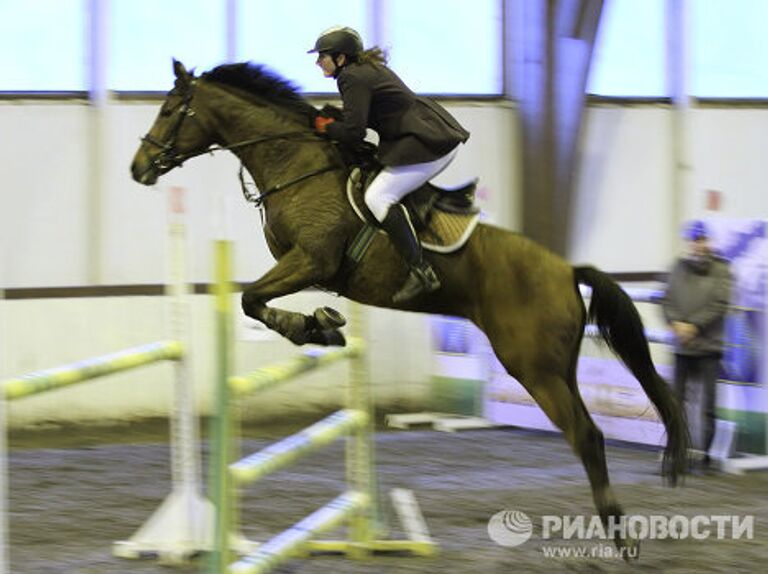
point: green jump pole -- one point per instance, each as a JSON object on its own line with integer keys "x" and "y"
{"x": 73, "y": 373}
{"x": 221, "y": 431}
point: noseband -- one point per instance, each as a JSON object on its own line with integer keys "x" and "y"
{"x": 169, "y": 157}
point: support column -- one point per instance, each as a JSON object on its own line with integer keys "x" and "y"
{"x": 557, "y": 39}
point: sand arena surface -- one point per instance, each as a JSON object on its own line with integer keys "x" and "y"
{"x": 69, "y": 503}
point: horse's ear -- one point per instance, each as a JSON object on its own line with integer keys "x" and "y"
{"x": 180, "y": 71}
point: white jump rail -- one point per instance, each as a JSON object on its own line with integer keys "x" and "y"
{"x": 37, "y": 382}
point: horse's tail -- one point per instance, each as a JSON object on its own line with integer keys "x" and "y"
{"x": 619, "y": 322}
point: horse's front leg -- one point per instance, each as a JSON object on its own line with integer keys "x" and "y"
{"x": 294, "y": 271}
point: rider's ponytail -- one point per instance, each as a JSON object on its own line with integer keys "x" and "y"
{"x": 374, "y": 55}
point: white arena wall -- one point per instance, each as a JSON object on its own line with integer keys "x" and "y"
{"x": 71, "y": 216}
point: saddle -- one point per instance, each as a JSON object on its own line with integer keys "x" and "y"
{"x": 443, "y": 217}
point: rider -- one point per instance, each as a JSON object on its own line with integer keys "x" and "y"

::::

Task description: Change every "horse's" in the entries above to "mare's" and give the entries again with nothing else altered. Leave the pictures out.

Result of the task:
point: green jump pole -- one point per instance, each as a JSON object on its own line with integer keys "x" and "y"
{"x": 73, "y": 373}
{"x": 221, "y": 431}
point: noseband -- one point per instance, each as a JSON object on its own line with integer keys "x" and "y"
{"x": 169, "y": 157}
point: support column -- one point per instance, each as a JSON object on its own line with integer keys "x" and "y"
{"x": 557, "y": 39}
point: sand arena surface -- one point per instance, each as a JSON object on its own line with integer keys "x" and "y"
{"x": 69, "y": 503}
point: mare's ear -- one point per instance, each as a JSON object on its own line with integer keys "x" and "y"
{"x": 180, "y": 71}
point: white jump rail -- one point per instance, each as a JSON object on its own line with integer keys "x" and "y"
{"x": 37, "y": 382}
point: mare's tail -- one point per instance, each as a JSON object on its own line with integer keys "x" and "y"
{"x": 619, "y": 322}
point: mare's front leg -- one point per instance, each as a JSON object on its own line with integer keys "x" and "y"
{"x": 294, "y": 271}
point: rider's ponytail -- one point per instance, each as a JSON object on its own line with integer keys "x" and "y"
{"x": 374, "y": 55}
point: white arena wall -- one point per instance, each as a JSON object on its own line with integer keys "x" and "y"
{"x": 71, "y": 216}
point: saddle -- one point per instance, each as a JSON object on its own line with integer keys "x" and "y"
{"x": 443, "y": 217}
point: rider -- one point per instance, each as a JSON object on its own line with integer keys "x" and "y"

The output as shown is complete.